++++ RECORDS FOR THE TASK
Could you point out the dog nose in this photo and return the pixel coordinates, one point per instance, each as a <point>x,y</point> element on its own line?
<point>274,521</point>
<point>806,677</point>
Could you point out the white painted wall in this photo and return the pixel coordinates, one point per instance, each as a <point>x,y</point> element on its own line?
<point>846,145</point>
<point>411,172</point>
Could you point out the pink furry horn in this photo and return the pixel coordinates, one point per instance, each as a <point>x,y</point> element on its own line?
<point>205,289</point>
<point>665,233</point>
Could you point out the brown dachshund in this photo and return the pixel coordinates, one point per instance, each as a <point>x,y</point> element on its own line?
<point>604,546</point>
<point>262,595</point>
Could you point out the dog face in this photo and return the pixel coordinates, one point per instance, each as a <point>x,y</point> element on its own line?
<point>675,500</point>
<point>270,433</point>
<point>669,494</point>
++++++++
Reproduce the entire listing above line for line, changing nothing.

Could you point out the dog nose in this photo and return the pixel coordinates, one point per instance, each as a <point>x,y</point> element on its own line?
<point>274,521</point>
<point>806,677</point>
Could you point out the white painted wall in this photo and return the pixel coordinates, one point per instance, each as a <point>x,y</point> element on its own line?
<point>846,145</point>
<point>411,172</point>
Could you point out the pink furry horn in this photo and return the pixel coordinates, one point per instance, each as a <point>x,y</point> element on its own line?
<point>205,289</point>
<point>665,233</point>
Could you point out the brown dachshund in this photo and return the pixel coordinates, one point per instance, each as a <point>x,y</point> element on its own line?
<point>604,546</point>
<point>262,595</point>
Could you point out the dog face in this photo and return the pixel coordinates, one point per instance, each as a <point>x,y</point> element on its own line?
<point>675,500</point>
<point>270,433</point>
<point>669,494</point>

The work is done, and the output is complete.